* _Lavoro da svolgere_:
[A] Riporta sotto forma di lista numerata, senza righe vuote, le righe dell'elenco a partire da quella che contiene "Where can the black tyre" fino alla fine dell'elenco, estremi compresi. Nella risposta lascia fuori le immagini.
[B] Prosegui il testo sull'ignoranza dal punto in cui termina.

===== Brano di testo

Sull’ignoranza: il comparativista Burke viaggia nella storia e tra i continentiEmma Willard, Temple of Time, USA, 1846

Storia culturale Per Montaigne era la ricetta per essere felici; oggi la società del sovraccarico informativo la diffonde tanto quanto la conoscenza... Ignoranza: una storia globale, saggio di Peter Burke (Cortina)

Pubblicato 8 mesi faEdizione del 4 febbraio 2024

La dottrina dell’ignoranza non è il rovescio della dottrina della conoscenza: anzi l’estensione dell’accumulo di conoscenze acquisite via via attraverso l’uso mirato delle innovazioni tecnologiche e la loro diffusione ha evidenziato e inesorabilmente ridotto il campo oscuro di quanto ci era ignoto. Se non che, parallelamente è aumentato il desiderio di oltrepassare i confini raggiunti. La consapevolezza dei limiti delle capacità di capire le ragioni ultime del nostro sapere si è fatta più esigente e insoddisfatta. Da questa dialettica tra euforia e scontento, tra aggiunzioni e deficienze, è nata una sorta di complementarità oppositiva, che stabilisce una mutevole influenza tra concetti codificati e inevase ambizioni. Il fenomeno è facilmente verificabile se si tiene conto dell’insieme dei processi storici. Non è riscontrabile, invece, nelle singole persone o in consistenti gruppi, tenuti ai margini o privi delle condizioni minime soggettive richieste per impadronirsi delle nuove scoperte o di inedite mirabolanti invenzioni.

È questo solo uno dei paradossi su cui si sofferma Peter Burke, professore emerito di Cultural History a Cambridge e membro della British Academy, autore notissimo sul piano mondiale per testi di storia della cultura che hanno fatto epoca. Nell’accezione da lui impiegata la fluida categoria «cultura» coinvolge una quantità enorme di attitudini e ricerche su mondi dotti e ambienti popolari, su raffinati livelli alti e in strati sociali bassi. Nel suo celebre manuale What is Cultural History? (2004) Burke tracciò un profilo compiuto di come si è pervenuti a una storiografia non prigioniera delle istituzioni e del potere, ma tesa a rimandare «anche alla cultura della quotidianità, cioè alle abitudini, ai valori, a un modo di vivere».

==========
===== Dati forniti

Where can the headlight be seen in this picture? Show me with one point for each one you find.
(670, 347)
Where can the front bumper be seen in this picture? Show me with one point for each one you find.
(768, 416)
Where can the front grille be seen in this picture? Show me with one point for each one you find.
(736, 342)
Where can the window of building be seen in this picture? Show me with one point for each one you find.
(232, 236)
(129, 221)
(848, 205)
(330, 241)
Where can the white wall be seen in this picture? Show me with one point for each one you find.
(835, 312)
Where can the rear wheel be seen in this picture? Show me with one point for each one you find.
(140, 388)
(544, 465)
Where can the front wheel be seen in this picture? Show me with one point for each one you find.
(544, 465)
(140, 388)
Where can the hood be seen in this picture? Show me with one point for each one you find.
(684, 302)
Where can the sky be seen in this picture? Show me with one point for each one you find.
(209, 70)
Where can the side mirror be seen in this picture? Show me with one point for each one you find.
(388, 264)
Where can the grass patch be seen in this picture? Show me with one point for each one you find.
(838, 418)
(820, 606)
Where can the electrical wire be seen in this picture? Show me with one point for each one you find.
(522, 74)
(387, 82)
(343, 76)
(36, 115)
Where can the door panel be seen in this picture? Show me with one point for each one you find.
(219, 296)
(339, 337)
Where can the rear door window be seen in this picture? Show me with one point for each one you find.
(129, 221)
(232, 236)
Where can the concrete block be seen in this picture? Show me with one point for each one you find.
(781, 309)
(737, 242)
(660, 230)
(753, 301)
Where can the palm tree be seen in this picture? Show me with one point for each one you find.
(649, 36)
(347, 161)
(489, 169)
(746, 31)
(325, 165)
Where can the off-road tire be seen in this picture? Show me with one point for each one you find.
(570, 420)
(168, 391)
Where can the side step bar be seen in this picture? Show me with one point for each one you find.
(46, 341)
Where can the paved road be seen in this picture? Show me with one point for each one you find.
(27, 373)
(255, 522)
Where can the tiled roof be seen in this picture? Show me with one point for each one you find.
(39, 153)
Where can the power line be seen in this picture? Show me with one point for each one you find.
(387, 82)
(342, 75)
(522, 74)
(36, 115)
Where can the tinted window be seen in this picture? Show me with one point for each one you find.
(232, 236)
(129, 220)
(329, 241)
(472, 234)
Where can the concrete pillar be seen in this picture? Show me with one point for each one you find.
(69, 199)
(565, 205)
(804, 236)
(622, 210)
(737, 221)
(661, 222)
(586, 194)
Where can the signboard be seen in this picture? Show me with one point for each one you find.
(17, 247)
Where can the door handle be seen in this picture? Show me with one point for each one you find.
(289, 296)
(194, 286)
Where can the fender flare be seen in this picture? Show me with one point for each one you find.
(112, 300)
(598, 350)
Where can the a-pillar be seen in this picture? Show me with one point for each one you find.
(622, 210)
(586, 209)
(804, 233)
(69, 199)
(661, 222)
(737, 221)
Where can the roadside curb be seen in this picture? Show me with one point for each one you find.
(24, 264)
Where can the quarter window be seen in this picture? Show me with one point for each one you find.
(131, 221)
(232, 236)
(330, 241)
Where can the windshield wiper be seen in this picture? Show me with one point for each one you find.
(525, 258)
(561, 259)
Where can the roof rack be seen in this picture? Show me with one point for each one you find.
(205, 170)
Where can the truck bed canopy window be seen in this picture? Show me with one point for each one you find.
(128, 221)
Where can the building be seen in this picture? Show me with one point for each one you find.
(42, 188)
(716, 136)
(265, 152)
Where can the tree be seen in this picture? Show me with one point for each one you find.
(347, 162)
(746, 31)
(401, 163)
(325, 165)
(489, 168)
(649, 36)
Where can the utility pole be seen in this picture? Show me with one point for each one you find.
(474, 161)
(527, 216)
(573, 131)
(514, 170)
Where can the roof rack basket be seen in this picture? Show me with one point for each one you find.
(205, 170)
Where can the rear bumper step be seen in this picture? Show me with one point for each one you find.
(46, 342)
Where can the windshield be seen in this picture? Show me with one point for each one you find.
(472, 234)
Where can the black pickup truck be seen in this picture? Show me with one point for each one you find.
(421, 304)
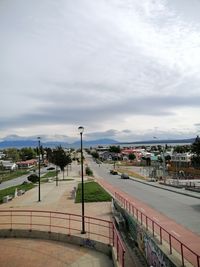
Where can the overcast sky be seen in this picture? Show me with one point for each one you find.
(124, 69)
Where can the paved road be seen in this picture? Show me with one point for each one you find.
(183, 209)
(19, 180)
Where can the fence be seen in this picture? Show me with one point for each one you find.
(66, 223)
(160, 233)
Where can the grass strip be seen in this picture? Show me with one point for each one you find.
(11, 190)
(5, 176)
(131, 173)
(93, 192)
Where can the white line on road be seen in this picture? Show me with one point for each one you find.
(175, 233)
(156, 219)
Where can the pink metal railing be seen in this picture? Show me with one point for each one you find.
(60, 222)
(158, 231)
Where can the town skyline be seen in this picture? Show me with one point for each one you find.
(124, 70)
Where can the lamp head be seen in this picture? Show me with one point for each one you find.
(80, 129)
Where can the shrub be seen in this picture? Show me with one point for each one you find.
(88, 171)
(33, 178)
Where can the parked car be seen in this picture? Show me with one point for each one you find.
(124, 176)
(113, 172)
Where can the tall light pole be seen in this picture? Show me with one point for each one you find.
(81, 129)
(39, 170)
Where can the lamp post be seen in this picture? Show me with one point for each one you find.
(81, 129)
(39, 170)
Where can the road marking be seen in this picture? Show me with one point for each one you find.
(175, 233)
(155, 219)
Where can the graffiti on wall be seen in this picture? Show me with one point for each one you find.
(154, 256)
(140, 240)
(89, 243)
(151, 251)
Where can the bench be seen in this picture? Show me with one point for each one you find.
(73, 193)
(7, 198)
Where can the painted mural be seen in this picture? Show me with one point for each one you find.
(146, 244)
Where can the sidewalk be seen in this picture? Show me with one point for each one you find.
(164, 186)
(54, 254)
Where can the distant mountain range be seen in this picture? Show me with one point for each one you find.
(34, 143)
(16, 142)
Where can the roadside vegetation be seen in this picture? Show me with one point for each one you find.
(9, 175)
(11, 190)
(93, 192)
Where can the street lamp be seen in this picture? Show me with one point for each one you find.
(39, 170)
(81, 129)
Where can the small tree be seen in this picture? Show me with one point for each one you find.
(61, 159)
(131, 156)
(195, 148)
(115, 149)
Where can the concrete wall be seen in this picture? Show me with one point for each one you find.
(76, 240)
(152, 251)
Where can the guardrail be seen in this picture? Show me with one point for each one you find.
(66, 223)
(159, 232)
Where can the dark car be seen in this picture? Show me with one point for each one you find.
(113, 172)
(124, 176)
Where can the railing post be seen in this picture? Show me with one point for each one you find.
(69, 231)
(182, 257)
(117, 248)
(170, 244)
(123, 258)
(11, 220)
(146, 223)
(50, 223)
(160, 235)
(198, 261)
(153, 227)
(30, 222)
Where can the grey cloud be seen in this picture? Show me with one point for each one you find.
(64, 114)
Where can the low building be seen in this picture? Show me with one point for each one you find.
(8, 165)
(27, 164)
(181, 159)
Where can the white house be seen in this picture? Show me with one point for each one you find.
(8, 165)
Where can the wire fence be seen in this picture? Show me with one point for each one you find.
(174, 244)
(66, 223)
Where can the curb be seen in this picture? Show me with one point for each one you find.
(167, 189)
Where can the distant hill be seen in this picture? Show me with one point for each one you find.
(12, 143)
(34, 143)
(156, 141)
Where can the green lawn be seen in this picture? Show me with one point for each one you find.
(93, 192)
(11, 190)
(5, 176)
(49, 174)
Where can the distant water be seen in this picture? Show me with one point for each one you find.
(154, 144)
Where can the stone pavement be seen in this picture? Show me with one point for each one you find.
(29, 252)
(164, 186)
(40, 253)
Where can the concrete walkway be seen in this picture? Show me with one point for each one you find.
(29, 252)
(40, 253)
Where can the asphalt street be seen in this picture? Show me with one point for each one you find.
(183, 209)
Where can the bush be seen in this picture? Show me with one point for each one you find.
(88, 171)
(33, 178)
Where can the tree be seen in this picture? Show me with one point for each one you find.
(95, 155)
(13, 154)
(115, 149)
(33, 178)
(131, 156)
(61, 159)
(195, 148)
(27, 153)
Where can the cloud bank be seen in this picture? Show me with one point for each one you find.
(113, 66)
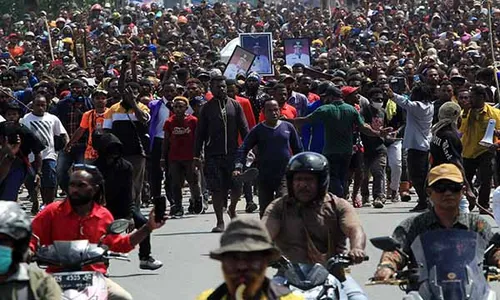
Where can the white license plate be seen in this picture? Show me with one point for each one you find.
(74, 280)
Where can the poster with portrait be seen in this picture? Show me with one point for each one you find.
(239, 63)
(261, 45)
(298, 51)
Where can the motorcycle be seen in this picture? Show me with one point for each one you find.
(449, 265)
(71, 256)
(315, 281)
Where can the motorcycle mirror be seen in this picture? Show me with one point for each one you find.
(495, 239)
(385, 243)
(118, 226)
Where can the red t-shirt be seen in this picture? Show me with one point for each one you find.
(181, 137)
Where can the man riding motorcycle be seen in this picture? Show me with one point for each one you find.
(17, 280)
(245, 252)
(81, 216)
(310, 225)
(445, 187)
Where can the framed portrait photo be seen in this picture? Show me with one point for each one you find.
(240, 62)
(261, 45)
(298, 51)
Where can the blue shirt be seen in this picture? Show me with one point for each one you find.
(313, 135)
(273, 144)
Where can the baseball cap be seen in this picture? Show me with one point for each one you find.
(332, 91)
(445, 171)
(347, 90)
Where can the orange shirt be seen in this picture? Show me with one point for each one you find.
(287, 111)
(91, 121)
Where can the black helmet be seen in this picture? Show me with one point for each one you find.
(16, 224)
(312, 162)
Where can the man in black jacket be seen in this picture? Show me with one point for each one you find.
(118, 189)
(219, 123)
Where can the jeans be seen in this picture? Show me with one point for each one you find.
(339, 167)
(145, 245)
(9, 187)
(375, 164)
(139, 164)
(481, 166)
(181, 170)
(64, 162)
(353, 290)
(418, 166)
(156, 174)
(395, 163)
(268, 191)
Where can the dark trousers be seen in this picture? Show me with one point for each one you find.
(482, 166)
(374, 163)
(156, 174)
(145, 245)
(418, 166)
(64, 162)
(181, 170)
(339, 167)
(268, 191)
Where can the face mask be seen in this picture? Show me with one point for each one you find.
(80, 200)
(5, 259)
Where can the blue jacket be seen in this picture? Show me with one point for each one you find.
(313, 135)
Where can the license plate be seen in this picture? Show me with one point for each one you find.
(74, 280)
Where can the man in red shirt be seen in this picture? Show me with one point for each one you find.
(281, 96)
(179, 144)
(81, 216)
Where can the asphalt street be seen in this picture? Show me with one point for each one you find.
(183, 246)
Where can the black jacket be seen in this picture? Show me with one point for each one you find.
(118, 178)
(218, 131)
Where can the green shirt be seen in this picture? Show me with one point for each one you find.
(339, 119)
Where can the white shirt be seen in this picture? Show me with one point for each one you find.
(45, 127)
(163, 115)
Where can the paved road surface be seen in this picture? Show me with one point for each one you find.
(183, 245)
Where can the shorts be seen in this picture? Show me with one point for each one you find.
(218, 171)
(49, 174)
(356, 161)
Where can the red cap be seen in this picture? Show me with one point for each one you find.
(347, 90)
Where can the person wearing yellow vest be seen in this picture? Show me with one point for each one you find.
(477, 158)
(245, 252)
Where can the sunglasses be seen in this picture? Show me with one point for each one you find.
(84, 167)
(448, 186)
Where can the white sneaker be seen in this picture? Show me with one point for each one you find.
(150, 264)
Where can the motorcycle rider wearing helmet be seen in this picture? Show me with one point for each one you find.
(446, 186)
(310, 225)
(17, 280)
(82, 216)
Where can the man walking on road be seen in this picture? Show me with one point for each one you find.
(273, 139)
(220, 122)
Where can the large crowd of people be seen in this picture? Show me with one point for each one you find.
(122, 106)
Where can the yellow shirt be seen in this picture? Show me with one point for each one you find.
(473, 129)
(291, 296)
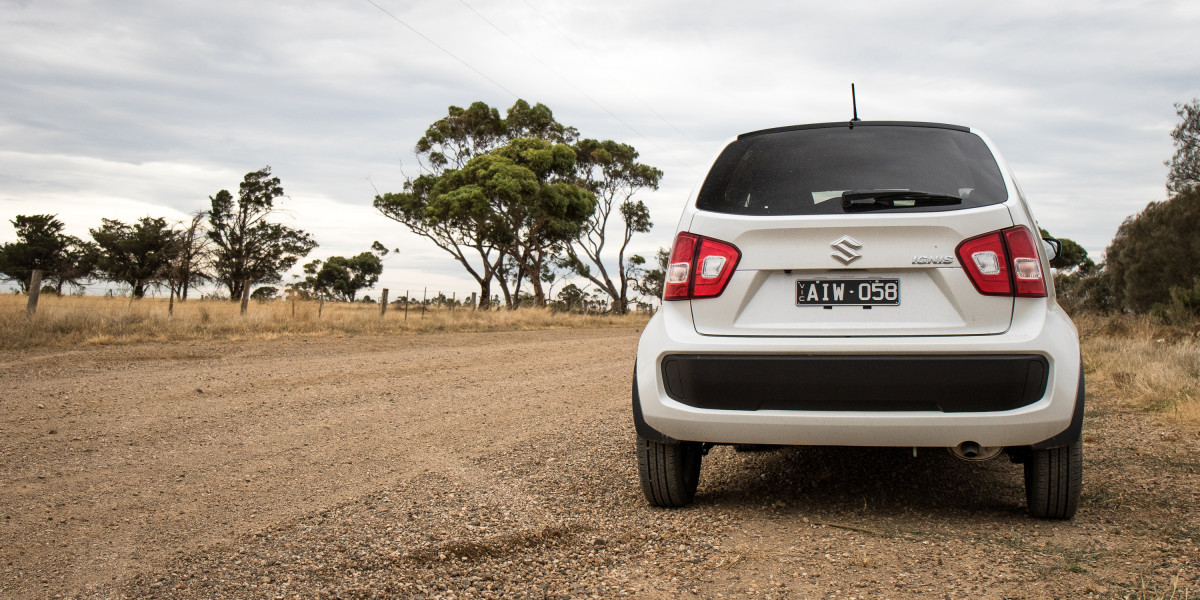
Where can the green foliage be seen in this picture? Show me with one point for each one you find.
(139, 255)
(1185, 165)
(571, 298)
(1085, 289)
(42, 245)
(264, 294)
(508, 197)
(611, 172)
(341, 277)
(247, 247)
(1156, 251)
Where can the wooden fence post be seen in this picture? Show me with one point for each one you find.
(35, 289)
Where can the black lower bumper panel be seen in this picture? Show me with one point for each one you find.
(946, 383)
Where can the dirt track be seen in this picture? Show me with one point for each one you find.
(502, 466)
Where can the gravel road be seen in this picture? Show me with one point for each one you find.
(502, 466)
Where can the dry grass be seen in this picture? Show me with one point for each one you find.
(1143, 363)
(75, 321)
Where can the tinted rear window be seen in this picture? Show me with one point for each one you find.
(804, 171)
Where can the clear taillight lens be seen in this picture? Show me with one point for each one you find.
(699, 268)
(1003, 263)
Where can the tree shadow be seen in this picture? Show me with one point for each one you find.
(876, 480)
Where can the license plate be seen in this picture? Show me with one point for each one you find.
(847, 292)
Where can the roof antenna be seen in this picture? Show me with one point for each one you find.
(853, 101)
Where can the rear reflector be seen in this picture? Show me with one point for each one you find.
(1003, 263)
(715, 259)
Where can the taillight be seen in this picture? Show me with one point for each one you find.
(1003, 263)
(699, 268)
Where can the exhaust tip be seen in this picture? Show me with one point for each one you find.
(975, 453)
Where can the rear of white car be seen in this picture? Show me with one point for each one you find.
(862, 283)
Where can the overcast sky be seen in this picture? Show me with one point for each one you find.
(130, 108)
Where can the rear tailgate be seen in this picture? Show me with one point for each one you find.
(913, 280)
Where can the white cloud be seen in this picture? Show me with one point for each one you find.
(123, 109)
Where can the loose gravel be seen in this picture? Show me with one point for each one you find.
(502, 466)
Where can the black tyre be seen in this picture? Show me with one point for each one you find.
(670, 472)
(1053, 481)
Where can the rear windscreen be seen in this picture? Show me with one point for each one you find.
(805, 171)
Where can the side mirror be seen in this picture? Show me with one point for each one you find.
(1054, 247)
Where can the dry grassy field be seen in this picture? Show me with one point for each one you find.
(1155, 367)
(87, 321)
(1147, 365)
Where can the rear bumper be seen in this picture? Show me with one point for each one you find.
(936, 383)
(1018, 388)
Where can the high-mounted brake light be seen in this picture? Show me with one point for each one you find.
(699, 268)
(1003, 263)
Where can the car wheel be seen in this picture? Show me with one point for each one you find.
(1053, 480)
(670, 472)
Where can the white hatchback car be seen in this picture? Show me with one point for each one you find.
(861, 285)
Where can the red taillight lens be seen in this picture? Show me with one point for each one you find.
(699, 268)
(1003, 263)
(1026, 264)
(678, 276)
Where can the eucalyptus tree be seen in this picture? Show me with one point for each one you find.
(138, 255)
(41, 245)
(611, 172)
(247, 247)
(465, 225)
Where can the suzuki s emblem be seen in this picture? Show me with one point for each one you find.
(844, 250)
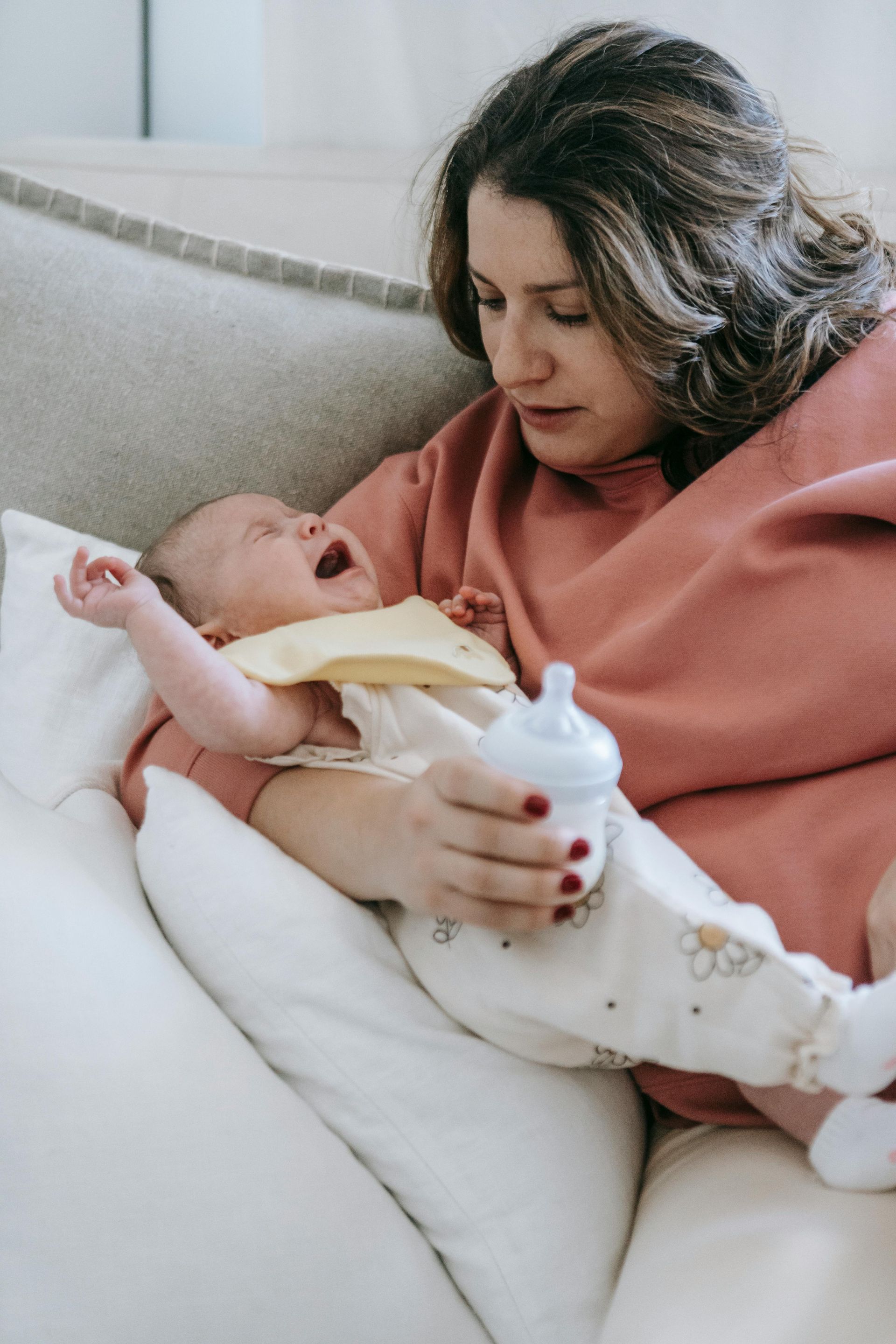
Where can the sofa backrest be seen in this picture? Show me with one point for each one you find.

==========

* _Risposte ai compiti_:
[A]
1. Where can the black tyre be seen in this picture? Show me with one point for each one you find.
2. (670, 472)
3. (1053, 481)
4. Where can the rear windscreen be seen in this picture? Show me with one point for each one you find.
5. (805, 171)
6. Where can the side mirror be seen in this picture? Show me with one point for each one you find.
7. (1054, 247)
8. Where can the dry grassy field be seen in this picture? Show me with one point for each one you find.
9. (1155, 367)
10. (87, 321)
11. (1147, 365)
12. Where can the rear bumper be seen in this picture? Show me with one point for each one you find.
13. (936, 383)
14. (1018, 388)
15. Where can the high-mounted brake light be seen in this picture? Show me with one point for each one you find.
16. (699, 268)
17. (1003, 263)
18. Where can the car wheel be seen in this picture? Show me with one point for each one you find.
19. (1053, 480)
20. (670, 472)
21. Where can the white hatchback car be seen in this picture? Show me with one point for each one you find.
22. (861, 285)
23. Where can the red taillight lens be seen in this picture? Show me with one point for each one you find.
24. (699, 268)
25. (1003, 263)
26. (1026, 264)
27. (678, 276)
28. Where can the eucalyptus tree be seen in this picture? Show me with one point for each one you find.
29. (138, 255)
30. (41, 245)
31. (611, 172)
32. (247, 247)
33. (465, 225)
34. Where can the suzuki s emblem be seen in this picture? Show me with one point for each one you find.
35. (844, 250)
36. Where can the sofa backrest be seen in this picture? Show me with one point for each one you find.

[B]
In tradizioni come quella italiana il livello alto aveva teso a occuparsi di storia delle idee e quello basso, proprio delle cosiddette classi subalterne, era perlopiù sfociato in analisi del folklore, della creatività spontanea e istintiva. Lo studio delle cultura dei ceti più elevati preferiva, almeno fino a pochi decenni fa, dedicarsi a discipline letterarie e umanistiche in genere. Norbert Elias fu tra i principali che sostituirono a «cultura» gli andamenti della «civilizzazione» (1939), ricorrendo a moduli sociologici. Nonostante questo enorme ampliamento di indagini, la periodizzazione prescelta restava stretta tra il XVI e il XIX secolo ed era localizzata in Europa, con marcata predilezione per la prima età moderna (avanti l’Ottocento) e, in misura inferiore, per la seconda età moderna.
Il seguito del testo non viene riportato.